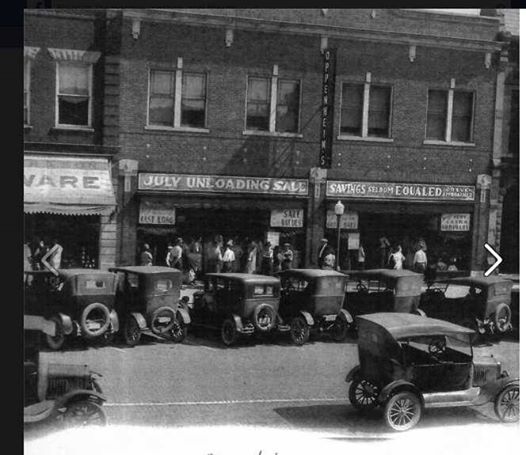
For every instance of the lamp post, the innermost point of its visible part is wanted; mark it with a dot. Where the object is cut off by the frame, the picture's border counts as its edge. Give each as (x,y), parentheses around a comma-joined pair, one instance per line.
(339,208)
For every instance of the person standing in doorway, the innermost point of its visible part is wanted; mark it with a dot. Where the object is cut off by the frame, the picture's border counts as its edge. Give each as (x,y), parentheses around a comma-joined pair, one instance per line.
(420,260)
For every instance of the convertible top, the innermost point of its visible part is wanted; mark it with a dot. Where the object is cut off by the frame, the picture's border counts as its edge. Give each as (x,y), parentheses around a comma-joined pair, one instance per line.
(402,325)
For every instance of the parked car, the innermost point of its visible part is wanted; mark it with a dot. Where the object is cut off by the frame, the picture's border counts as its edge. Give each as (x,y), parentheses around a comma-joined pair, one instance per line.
(147,301)
(65,392)
(480,303)
(311,301)
(383,290)
(79,301)
(408,363)
(240,304)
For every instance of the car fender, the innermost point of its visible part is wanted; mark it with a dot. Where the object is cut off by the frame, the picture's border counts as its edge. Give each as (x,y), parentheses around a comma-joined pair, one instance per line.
(67,323)
(398,386)
(77,395)
(114,321)
(346,315)
(308,317)
(351,374)
(140,320)
(184,315)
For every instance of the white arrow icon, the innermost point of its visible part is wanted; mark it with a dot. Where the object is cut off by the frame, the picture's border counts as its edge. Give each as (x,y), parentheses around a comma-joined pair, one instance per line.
(497,257)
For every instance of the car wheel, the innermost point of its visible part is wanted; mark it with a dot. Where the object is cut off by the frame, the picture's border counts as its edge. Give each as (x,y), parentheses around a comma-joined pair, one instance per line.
(299,331)
(507,404)
(57,341)
(83,413)
(502,318)
(94,320)
(132,331)
(363,394)
(403,411)
(229,332)
(340,329)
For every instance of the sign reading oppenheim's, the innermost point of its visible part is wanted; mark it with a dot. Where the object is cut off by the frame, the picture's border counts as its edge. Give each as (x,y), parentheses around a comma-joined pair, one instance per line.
(407,191)
(222,184)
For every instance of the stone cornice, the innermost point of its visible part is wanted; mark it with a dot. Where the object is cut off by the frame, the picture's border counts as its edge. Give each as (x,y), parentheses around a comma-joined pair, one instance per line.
(30,52)
(74,55)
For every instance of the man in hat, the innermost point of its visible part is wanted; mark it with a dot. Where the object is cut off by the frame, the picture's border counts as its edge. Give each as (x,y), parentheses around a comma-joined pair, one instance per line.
(228,257)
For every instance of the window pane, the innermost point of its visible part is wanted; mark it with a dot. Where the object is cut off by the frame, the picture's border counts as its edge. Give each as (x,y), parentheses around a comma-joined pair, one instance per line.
(73,110)
(162,83)
(73,78)
(379,111)
(161,111)
(462,111)
(436,115)
(287,113)
(352,109)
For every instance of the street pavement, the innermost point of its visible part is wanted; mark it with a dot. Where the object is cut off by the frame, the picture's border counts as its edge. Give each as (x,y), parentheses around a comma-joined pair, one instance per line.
(259,383)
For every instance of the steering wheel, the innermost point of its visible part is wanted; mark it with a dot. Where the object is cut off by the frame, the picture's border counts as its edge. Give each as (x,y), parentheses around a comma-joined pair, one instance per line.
(437,347)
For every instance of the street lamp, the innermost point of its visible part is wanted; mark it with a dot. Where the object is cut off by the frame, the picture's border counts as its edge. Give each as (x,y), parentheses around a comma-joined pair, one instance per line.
(339,208)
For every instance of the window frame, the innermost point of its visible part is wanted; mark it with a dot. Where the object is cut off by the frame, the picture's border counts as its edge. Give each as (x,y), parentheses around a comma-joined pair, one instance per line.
(89,125)
(365,111)
(178,98)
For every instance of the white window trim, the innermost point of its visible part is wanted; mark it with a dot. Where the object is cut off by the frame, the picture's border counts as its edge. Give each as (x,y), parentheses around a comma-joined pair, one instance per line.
(274,82)
(449,118)
(365,113)
(178,97)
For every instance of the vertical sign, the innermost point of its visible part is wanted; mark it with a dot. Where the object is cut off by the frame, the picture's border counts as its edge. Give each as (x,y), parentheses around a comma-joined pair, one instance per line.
(327,107)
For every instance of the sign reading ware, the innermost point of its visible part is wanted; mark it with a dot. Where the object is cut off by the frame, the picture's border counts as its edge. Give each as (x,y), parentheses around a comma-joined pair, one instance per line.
(286,218)
(154,212)
(411,191)
(455,222)
(222,184)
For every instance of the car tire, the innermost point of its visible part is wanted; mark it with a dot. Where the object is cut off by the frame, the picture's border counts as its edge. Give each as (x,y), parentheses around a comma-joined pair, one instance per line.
(340,329)
(131,332)
(363,394)
(264,317)
(83,413)
(84,320)
(57,341)
(507,404)
(502,318)
(229,333)
(402,411)
(156,314)
(299,331)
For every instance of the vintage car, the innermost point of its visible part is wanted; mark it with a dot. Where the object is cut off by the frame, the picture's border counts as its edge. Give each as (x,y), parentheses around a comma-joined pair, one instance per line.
(480,303)
(79,301)
(311,302)
(67,393)
(408,363)
(240,304)
(147,301)
(383,290)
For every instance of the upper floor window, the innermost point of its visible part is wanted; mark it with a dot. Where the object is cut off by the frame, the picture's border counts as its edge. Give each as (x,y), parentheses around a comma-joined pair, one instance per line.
(273,104)
(74,87)
(450,115)
(365,110)
(177,99)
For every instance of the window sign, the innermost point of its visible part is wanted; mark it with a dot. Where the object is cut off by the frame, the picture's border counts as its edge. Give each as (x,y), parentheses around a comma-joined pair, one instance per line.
(286,218)
(455,222)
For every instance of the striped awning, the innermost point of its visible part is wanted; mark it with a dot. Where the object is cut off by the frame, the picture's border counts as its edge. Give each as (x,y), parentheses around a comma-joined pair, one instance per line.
(68,185)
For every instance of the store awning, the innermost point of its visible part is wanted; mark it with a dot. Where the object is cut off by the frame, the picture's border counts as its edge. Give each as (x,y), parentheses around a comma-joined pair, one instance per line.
(68,185)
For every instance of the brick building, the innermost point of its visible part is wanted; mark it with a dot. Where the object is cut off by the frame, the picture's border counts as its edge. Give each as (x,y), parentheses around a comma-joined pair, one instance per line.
(219,115)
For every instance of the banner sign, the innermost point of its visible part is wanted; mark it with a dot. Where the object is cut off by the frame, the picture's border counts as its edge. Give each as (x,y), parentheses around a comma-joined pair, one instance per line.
(349,220)
(327,107)
(455,222)
(404,191)
(156,212)
(223,184)
(286,218)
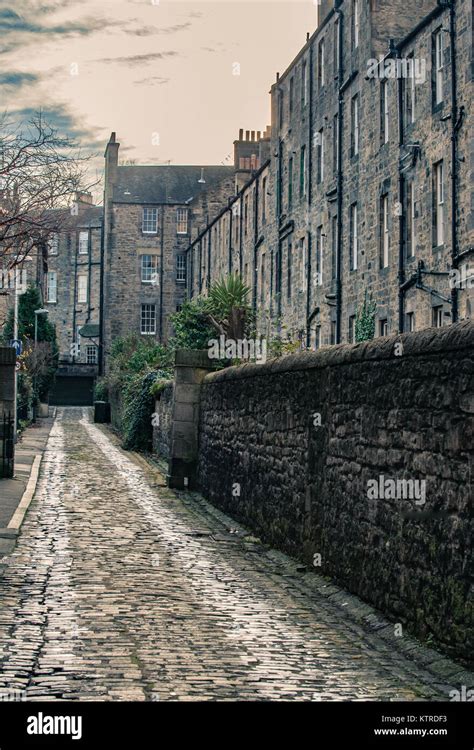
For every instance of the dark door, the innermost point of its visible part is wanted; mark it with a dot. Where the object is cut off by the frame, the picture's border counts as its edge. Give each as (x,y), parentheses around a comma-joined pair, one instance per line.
(70,390)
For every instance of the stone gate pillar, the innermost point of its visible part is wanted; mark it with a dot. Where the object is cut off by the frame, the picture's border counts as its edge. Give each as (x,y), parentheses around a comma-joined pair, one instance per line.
(191,366)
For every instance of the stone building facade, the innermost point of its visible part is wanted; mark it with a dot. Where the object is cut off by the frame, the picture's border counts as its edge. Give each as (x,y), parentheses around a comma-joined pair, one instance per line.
(367,182)
(150,213)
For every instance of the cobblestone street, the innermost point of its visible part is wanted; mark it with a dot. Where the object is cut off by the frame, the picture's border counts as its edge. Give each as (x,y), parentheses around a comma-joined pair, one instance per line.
(119,589)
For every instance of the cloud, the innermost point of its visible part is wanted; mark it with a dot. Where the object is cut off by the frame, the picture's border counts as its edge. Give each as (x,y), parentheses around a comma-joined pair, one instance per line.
(137,60)
(151,79)
(16,78)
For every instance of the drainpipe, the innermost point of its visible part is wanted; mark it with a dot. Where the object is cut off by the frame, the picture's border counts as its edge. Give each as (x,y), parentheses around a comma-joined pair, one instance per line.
(308,234)
(401,219)
(255,248)
(454,128)
(101,295)
(340,120)
(161,268)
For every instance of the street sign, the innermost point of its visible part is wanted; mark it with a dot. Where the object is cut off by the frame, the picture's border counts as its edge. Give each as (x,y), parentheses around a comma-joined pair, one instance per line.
(17,345)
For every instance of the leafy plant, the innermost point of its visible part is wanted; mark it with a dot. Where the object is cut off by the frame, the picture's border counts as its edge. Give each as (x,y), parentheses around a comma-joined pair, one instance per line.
(365,320)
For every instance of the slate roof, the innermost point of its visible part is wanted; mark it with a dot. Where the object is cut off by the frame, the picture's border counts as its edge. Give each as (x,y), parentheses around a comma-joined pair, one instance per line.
(165,183)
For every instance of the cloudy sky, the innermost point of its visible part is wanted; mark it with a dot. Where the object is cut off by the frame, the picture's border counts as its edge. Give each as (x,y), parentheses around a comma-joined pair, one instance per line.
(161,73)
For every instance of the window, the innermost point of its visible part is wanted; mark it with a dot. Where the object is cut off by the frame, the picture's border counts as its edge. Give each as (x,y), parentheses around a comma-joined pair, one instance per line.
(290,183)
(302,171)
(289,270)
(437,57)
(410,90)
(148,269)
(181,268)
(150,221)
(384,122)
(317,338)
(304,84)
(82,288)
(355,125)
(321,71)
(91,354)
(182,221)
(52,287)
(319,255)
(384,232)
(355,23)
(410,211)
(303,261)
(354,237)
(438,317)
(281,102)
(438,200)
(83,243)
(53,244)
(148,320)
(351,336)
(336,46)
(335,143)
(262,280)
(320,156)
(334,247)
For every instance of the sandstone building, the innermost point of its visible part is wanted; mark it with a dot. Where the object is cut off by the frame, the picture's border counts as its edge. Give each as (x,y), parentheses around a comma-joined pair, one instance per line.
(367,185)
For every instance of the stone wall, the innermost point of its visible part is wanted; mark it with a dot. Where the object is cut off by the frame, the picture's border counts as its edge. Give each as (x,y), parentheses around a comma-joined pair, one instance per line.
(294,448)
(162,424)
(7,380)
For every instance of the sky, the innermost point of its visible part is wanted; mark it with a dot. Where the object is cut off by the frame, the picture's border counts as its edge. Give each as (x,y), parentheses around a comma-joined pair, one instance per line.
(175,80)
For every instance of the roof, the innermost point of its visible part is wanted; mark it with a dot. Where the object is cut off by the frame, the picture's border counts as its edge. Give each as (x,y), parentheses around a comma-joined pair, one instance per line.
(165,183)
(89,331)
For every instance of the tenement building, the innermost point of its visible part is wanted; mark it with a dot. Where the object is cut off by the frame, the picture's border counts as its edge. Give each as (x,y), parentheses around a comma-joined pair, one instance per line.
(149,215)
(366,185)
(72,297)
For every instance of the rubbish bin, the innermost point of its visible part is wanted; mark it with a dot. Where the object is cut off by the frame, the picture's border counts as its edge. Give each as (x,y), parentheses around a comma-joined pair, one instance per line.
(101,412)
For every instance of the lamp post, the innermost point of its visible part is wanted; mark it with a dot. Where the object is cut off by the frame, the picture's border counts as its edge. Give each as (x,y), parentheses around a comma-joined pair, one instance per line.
(41,311)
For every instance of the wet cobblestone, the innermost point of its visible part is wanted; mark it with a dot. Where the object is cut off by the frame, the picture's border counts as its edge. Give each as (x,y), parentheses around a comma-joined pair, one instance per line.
(118,589)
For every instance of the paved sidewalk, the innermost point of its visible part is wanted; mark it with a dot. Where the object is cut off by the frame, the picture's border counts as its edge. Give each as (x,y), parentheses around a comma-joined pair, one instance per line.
(122,589)
(28,453)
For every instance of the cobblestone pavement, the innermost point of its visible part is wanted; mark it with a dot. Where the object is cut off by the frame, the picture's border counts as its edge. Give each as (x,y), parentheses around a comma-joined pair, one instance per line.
(120,590)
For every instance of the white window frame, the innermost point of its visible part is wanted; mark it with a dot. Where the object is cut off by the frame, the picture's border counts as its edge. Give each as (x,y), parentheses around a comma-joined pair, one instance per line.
(53,244)
(385,233)
(91,349)
(321,63)
(354,236)
(181,268)
(439,198)
(356,21)
(149,222)
(147,319)
(182,216)
(355,125)
(148,271)
(83,243)
(52,286)
(439,65)
(385,113)
(82,289)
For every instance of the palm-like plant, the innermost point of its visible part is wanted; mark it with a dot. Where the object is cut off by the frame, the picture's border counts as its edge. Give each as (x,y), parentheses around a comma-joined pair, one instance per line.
(228,307)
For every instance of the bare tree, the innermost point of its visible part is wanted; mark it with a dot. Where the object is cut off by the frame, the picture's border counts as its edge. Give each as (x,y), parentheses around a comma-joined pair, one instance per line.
(40,170)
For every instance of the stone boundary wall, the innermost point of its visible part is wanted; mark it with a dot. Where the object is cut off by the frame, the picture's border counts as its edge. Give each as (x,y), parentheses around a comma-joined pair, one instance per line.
(307,450)
(162,424)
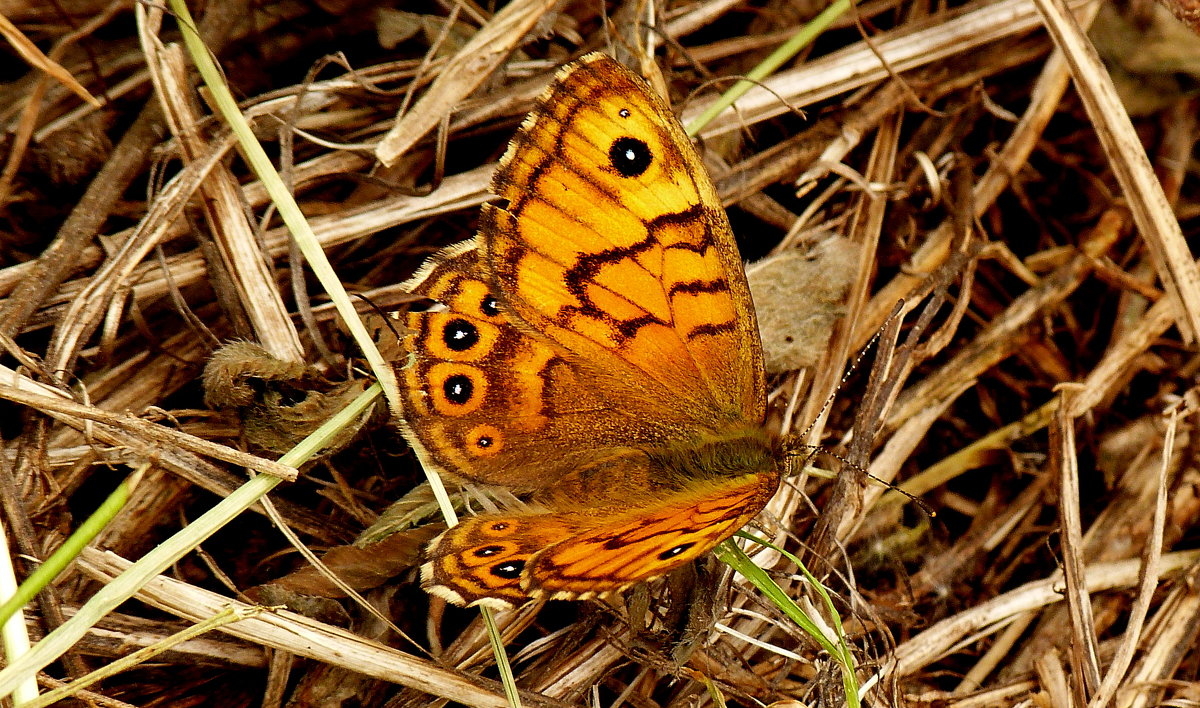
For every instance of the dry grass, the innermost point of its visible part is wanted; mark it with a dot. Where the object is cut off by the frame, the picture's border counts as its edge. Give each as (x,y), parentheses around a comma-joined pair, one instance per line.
(1038,396)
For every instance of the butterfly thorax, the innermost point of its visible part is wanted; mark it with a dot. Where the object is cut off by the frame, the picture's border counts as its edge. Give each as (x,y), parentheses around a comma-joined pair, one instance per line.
(717,456)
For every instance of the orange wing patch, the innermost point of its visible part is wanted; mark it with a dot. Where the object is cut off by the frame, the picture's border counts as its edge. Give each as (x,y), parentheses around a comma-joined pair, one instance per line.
(615,245)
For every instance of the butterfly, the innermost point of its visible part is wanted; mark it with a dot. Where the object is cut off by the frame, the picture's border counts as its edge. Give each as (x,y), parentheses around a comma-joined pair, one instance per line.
(594,347)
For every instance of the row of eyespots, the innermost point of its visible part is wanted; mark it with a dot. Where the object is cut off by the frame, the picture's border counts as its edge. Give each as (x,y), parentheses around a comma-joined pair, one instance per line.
(462,387)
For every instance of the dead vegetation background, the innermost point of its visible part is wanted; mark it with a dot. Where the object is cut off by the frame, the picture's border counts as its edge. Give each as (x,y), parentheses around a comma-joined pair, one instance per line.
(1050,295)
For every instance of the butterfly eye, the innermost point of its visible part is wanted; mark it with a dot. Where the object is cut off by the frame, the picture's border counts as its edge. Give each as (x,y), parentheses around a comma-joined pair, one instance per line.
(460,335)
(673,552)
(630,156)
(509,570)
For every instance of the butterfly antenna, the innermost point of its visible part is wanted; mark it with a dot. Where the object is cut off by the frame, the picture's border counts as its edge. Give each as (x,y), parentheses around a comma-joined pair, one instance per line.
(898,311)
(793,448)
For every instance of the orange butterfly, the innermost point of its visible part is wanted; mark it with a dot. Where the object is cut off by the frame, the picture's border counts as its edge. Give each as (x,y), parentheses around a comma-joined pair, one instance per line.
(597,348)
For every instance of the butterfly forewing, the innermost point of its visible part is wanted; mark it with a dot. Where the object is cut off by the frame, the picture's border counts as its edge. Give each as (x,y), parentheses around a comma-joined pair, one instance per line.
(615,245)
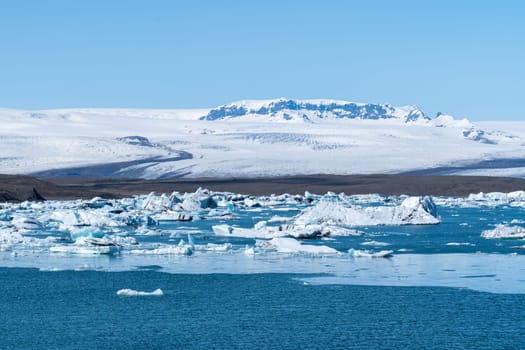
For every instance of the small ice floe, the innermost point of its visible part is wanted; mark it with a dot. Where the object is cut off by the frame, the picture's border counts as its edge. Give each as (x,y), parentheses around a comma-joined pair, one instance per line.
(412,211)
(261,230)
(198,200)
(460,244)
(27,223)
(166,249)
(291,246)
(214,247)
(505,232)
(375,243)
(137,293)
(250,251)
(367,254)
(278,219)
(173,216)
(88,246)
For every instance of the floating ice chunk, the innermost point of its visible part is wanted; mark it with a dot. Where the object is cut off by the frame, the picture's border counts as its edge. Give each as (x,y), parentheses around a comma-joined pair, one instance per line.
(503,231)
(165,249)
(96,203)
(88,246)
(27,223)
(170,215)
(291,245)
(162,202)
(9,238)
(367,254)
(137,293)
(413,210)
(278,219)
(85,232)
(260,230)
(5,215)
(375,243)
(249,251)
(343,231)
(460,244)
(213,247)
(200,199)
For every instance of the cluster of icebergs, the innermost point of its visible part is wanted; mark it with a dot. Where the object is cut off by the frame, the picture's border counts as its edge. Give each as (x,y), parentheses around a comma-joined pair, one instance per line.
(101,226)
(209,222)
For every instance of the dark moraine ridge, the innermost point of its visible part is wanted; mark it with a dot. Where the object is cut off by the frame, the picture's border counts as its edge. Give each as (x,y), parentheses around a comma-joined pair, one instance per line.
****************************************
» Aim:
Exactly and only the lines from the one containing "For every instance of the small" through the end of the material are to be reproduced, both ends included.

» Solution for this exercise:
For every instance of the small ice floe, the innermost point of its visible part is wanted; mark it with a dot. Where the object is cut off by the frame, the picture's border counts as its edge. Give each as (x,y), parentheses around a comma-joined pair, one instance per line.
(412,211)
(261,230)
(198,200)
(460,244)
(27,223)
(166,249)
(291,246)
(214,247)
(505,232)
(375,243)
(137,293)
(250,251)
(367,254)
(278,219)
(173,216)
(88,246)
For every instance of the floating ice chunk, the innermost point of its visible part is wanted; mark it with a dot. Where the object is cut off by the frame, the picture's border counts as its edge. Give each as (x,y), parentheses around a comma-joined pair, one instance per line.
(503,231)
(165,249)
(96,203)
(88,246)
(27,223)
(170,215)
(291,245)
(162,202)
(9,238)
(367,254)
(137,293)
(413,210)
(278,219)
(85,232)
(260,230)
(5,215)
(375,243)
(249,251)
(343,231)
(460,244)
(213,247)
(200,199)
For every instance of the cluster of icebergs, the innermost point of its visible part is wanted; mark it with a dot. Where the object is cut off by the frame, the picture's border counts as its edge. Give each as (x,y), parentheses around a comma-joined pair, one instance per line.
(101,226)
(209,222)
For every instance of the dark moraine ridge, the innermost point of its visible part is wanted; mark it with a dot. Where the object is cut off by the frame, the picture's border counts as its edge. Give each as (x,y), parentheses around a comma-joined pair, one instance per line.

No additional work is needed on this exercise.